REQUIREMENT: Output each entry verbatim and exclude every picture from it.

Begin GIVEN RECORDS

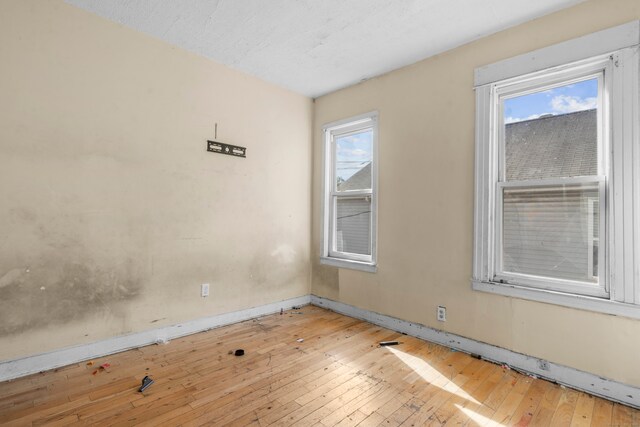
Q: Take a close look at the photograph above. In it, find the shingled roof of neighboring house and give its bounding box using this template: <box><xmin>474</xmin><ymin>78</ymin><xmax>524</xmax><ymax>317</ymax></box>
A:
<box><xmin>505</xmin><ymin>110</ymin><xmax>598</xmax><ymax>181</ymax></box>
<box><xmin>338</xmin><ymin>162</ymin><xmax>371</xmax><ymax>191</ymax></box>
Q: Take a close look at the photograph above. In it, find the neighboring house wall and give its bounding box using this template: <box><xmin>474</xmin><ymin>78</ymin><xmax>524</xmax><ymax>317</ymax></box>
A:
<box><xmin>336</xmin><ymin>198</ymin><xmax>371</xmax><ymax>255</ymax></box>
<box><xmin>336</xmin><ymin>163</ymin><xmax>371</xmax><ymax>255</ymax></box>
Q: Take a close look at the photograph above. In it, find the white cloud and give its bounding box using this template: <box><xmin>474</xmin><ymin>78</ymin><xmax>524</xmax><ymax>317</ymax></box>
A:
<box><xmin>338</xmin><ymin>146</ymin><xmax>371</xmax><ymax>159</ymax></box>
<box><xmin>504</xmin><ymin>114</ymin><xmax>541</xmax><ymax>125</ymax></box>
<box><xmin>550</xmin><ymin>95</ymin><xmax>598</xmax><ymax>114</ymax></box>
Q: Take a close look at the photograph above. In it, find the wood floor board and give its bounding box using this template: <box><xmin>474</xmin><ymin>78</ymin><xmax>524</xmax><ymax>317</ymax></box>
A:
<box><xmin>0</xmin><ymin>306</ymin><xmax>640</xmax><ymax>427</ymax></box>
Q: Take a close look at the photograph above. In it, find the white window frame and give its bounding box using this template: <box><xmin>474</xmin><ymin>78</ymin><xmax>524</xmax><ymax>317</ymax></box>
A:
<box><xmin>489</xmin><ymin>60</ymin><xmax>613</xmax><ymax>297</ymax></box>
<box><xmin>320</xmin><ymin>112</ymin><xmax>378</xmax><ymax>272</ymax></box>
<box><xmin>472</xmin><ymin>21</ymin><xmax>640</xmax><ymax>319</ymax></box>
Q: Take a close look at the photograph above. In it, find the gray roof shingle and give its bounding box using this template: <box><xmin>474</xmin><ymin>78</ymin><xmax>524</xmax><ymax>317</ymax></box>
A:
<box><xmin>505</xmin><ymin>110</ymin><xmax>598</xmax><ymax>181</ymax></box>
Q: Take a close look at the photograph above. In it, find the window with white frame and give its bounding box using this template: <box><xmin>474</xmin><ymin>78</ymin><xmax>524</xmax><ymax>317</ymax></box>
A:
<box><xmin>473</xmin><ymin>22</ymin><xmax>640</xmax><ymax>317</ymax></box>
<box><xmin>321</xmin><ymin>113</ymin><xmax>378</xmax><ymax>271</ymax></box>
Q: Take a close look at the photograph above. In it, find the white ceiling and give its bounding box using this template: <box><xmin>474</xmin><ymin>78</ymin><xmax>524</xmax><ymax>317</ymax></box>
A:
<box><xmin>66</xmin><ymin>0</ymin><xmax>584</xmax><ymax>97</ymax></box>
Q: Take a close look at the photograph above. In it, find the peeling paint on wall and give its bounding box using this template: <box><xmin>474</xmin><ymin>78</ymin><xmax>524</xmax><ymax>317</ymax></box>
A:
<box><xmin>0</xmin><ymin>262</ymin><xmax>141</xmax><ymax>336</ymax></box>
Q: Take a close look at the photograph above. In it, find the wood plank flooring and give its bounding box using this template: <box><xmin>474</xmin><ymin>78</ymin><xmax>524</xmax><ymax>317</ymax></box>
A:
<box><xmin>0</xmin><ymin>306</ymin><xmax>640</xmax><ymax>427</ymax></box>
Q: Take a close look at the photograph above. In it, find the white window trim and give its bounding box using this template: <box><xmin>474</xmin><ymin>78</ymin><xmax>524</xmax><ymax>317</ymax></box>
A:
<box><xmin>472</xmin><ymin>21</ymin><xmax>640</xmax><ymax>319</ymax></box>
<box><xmin>320</xmin><ymin>111</ymin><xmax>378</xmax><ymax>273</ymax></box>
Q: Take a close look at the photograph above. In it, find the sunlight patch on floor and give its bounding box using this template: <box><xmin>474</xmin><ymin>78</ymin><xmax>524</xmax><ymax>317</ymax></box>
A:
<box><xmin>385</xmin><ymin>347</ymin><xmax>480</xmax><ymax>404</ymax></box>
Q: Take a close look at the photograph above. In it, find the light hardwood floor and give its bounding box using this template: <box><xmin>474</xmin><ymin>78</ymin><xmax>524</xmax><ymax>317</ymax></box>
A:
<box><xmin>0</xmin><ymin>306</ymin><xmax>640</xmax><ymax>426</ymax></box>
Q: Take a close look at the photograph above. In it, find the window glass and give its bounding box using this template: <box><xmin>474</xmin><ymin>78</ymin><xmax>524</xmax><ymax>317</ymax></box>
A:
<box><xmin>503</xmin><ymin>78</ymin><xmax>599</xmax><ymax>181</ymax></box>
<box><xmin>502</xmin><ymin>184</ymin><xmax>600</xmax><ymax>284</ymax></box>
<box><xmin>335</xmin><ymin>196</ymin><xmax>371</xmax><ymax>255</ymax></box>
<box><xmin>335</xmin><ymin>129</ymin><xmax>373</xmax><ymax>191</ymax></box>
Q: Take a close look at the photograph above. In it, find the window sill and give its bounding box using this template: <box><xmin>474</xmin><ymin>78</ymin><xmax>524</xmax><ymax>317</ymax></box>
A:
<box><xmin>471</xmin><ymin>280</ymin><xmax>640</xmax><ymax>319</ymax></box>
<box><xmin>320</xmin><ymin>257</ymin><xmax>378</xmax><ymax>273</ymax></box>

End GIVEN RECORDS

CORRECT ANSWER:
Q: Take a close look at the photograph above. In it, find the shingled roof of neighboring house and give its bounding box using this template: <box><xmin>474</xmin><ymin>78</ymin><xmax>524</xmax><ymax>317</ymax></box>
A:
<box><xmin>505</xmin><ymin>110</ymin><xmax>598</xmax><ymax>181</ymax></box>
<box><xmin>338</xmin><ymin>162</ymin><xmax>371</xmax><ymax>191</ymax></box>
Q: Take a close look at the photograph above. In it, find the neighboring house wall and give its bounding box using this template: <box><xmin>474</xmin><ymin>78</ymin><xmax>524</xmax><ymax>317</ymax></box>
A:
<box><xmin>336</xmin><ymin>198</ymin><xmax>371</xmax><ymax>255</ymax></box>
<box><xmin>336</xmin><ymin>163</ymin><xmax>371</xmax><ymax>255</ymax></box>
Q: Take a close look at the photograph above. In it, find the white cloud and give its bounding box using this template: <box><xmin>474</xmin><ymin>78</ymin><xmax>524</xmax><ymax>317</ymax></box>
A:
<box><xmin>338</xmin><ymin>146</ymin><xmax>371</xmax><ymax>159</ymax></box>
<box><xmin>504</xmin><ymin>114</ymin><xmax>541</xmax><ymax>125</ymax></box>
<box><xmin>550</xmin><ymin>95</ymin><xmax>598</xmax><ymax>114</ymax></box>
Q: Take a close look at the photograph above. In it, find the wood floor board and give its bounding box using this template: <box><xmin>474</xmin><ymin>78</ymin><xmax>524</xmax><ymax>317</ymax></box>
A:
<box><xmin>0</xmin><ymin>306</ymin><xmax>640</xmax><ymax>427</ymax></box>
Q: Take a close look at the photograph above. In it, find the white window frame and give its bounding box using this template: <box><xmin>474</xmin><ymin>78</ymin><xmax>524</xmax><ymax>317</ymax></box>
A:
<box><xmin>489</xmin><ymin>60</ymin><xmax>613</xmax><ymax>297</ymax></box>
<box><xmin>320</xmin><ymin>112</ymin><xmax>378</xmax><ymax>272</ymax></box>
<box><xmin>472</xmin><ymin>21</ymin><xmax>640</xmax><ymax>319</ymax></box>
Q: Take a close look at the photograph above. In it, find the gray roof shingle and give its bounding box using this template: <box><xmin>474</xmin><ymin>78</ymin><xmax>524</xmax><ymax>317</ymax></box>
A:
<box><xmin>505</xmin><ymin>110</ymin><xmax>598</xmax><ymax>181</ymax></box>
Q: Take a close look at the photograph above. In it, find the window with white frame and give its bounding box using this template: <box><xmin>474</xmin><ymin>78</ymin><xmax>524</xmax><ymax>317</ymax></box>
A:
<box><xmin>473</xmin><ymin>22</ymin><xmax>640</xmax><ymax>317</ymax></box>
<box><xmin>321</xmin><ymin>113</ymin><xmax>378</xmax><ymax>271</ymax></box>
Q: Take a close look at the photograph above. In it, find the white ceiling and give its bounding box using this template: <box><xmin>474</xmin><ymin>78</ymin><xmax>524</xmax><ymax>317</ymax></box>
A:
<box><xmin>66</xmin><ymin>0</ymin><xmax>584</xmax><ymax>97</ymax></box>
Q: Take a close look at the photograph above. In it, find the peeling paint on wall and give its bounding box using this template: <box><xmin>474</xmin><ymin>78</ymin><xmax>524</xmax><ymax>317</ymax></box>
A:
<box><xmin>0</xmin><ymin>262</ymin><xmax>141</xmax><ymax>336</ymax></box>
Q: Take a close look at the photograph above. In it, find the wood plank flooring and give its bounding box using this template: <box><xmin>474</xmin><ymin>78</ymin><xmax>524</xmax><ymax>317</ymax></box>
A:
<box><xmin>0</xmin><ymin>306</ymin><xmax>640</xmax><ymax>427</ymax></box>
Q: Take a close look at the photograph above. In it, find the white window trim and give its bounding box using this template: <box><xmin>474</xmin><ymin>78</ymin><xmax>524</xmax><ymax>317</ymax></box>
A:
<box><xmin>472</xmin><ymin>21</ymin><xmax>640</xmax><ymax>319</ymax></box>
<box><xmin>320</xmin><ymin>111</ymin><xmax>378</xmax><ymax>273</ymax></box>
Q: Take a close look at the photograph above. In it, find the sunlight patch on floor and give its bounding box using this template: <box><xmin>474</xmin><ymin>78</ymin><xmax>524</xmax><ymax>317</ymax></box>
A:
<box><xmin>385</xmin><ymin>347</ymin><xmax>480</xmax><ymax>404</ymax></box>
Q: Take a close look at the photograph above. In it, find the light hardwood floor and give its bounding box using this template: <box><xmin>474</xmin><ymin>78</ymin><xmax>524</xmax><ymax>317</ymax></box>
A:
<box><xmin>0</xmin><ymin>306</ymin><xmax>640</xmax><ymax>426</ymax></box>
Q: Take a close look at the photograph above. In it, find the window glass and give its bounding box using this template: <box><xmin>474</xmin><ymin>78</ymin><xmax>524</xmax><ymax>317</ymax></box>
A:
<box><xmin>503</xmin><ymin>78</ymin><xmax>599</xmax><ymax>181</ymax></box>
<box><xmin>502</xmin><ymin>184</ymin><xmax>600</xmax><ymax>284</ymax></box>
<box><xmin>335</xmin><ymin>196</ymin><xmax>371</xmax><ymax>255</ymax></box>
<box><xmin>335</xmin><ymin>129</ymin><xmax>373</xmax><ymax>191</ymax></box>
Q: Take a close look at the photograph above. In it, find the window sill and give its bounding box using this template: <box><xmin>474</xmin><ymin>78</ymin><xmax>524</xmax><ymax>317</ymax></box>
A:
<box><xmin>471</xmin><ymin>280</ymin><xmax>640</xmax><ymax>319</ymax></box>
<box><xmin>320</xmin><ymin>257</ymin><xmax>378</xmax><ymax>273</ymax></box>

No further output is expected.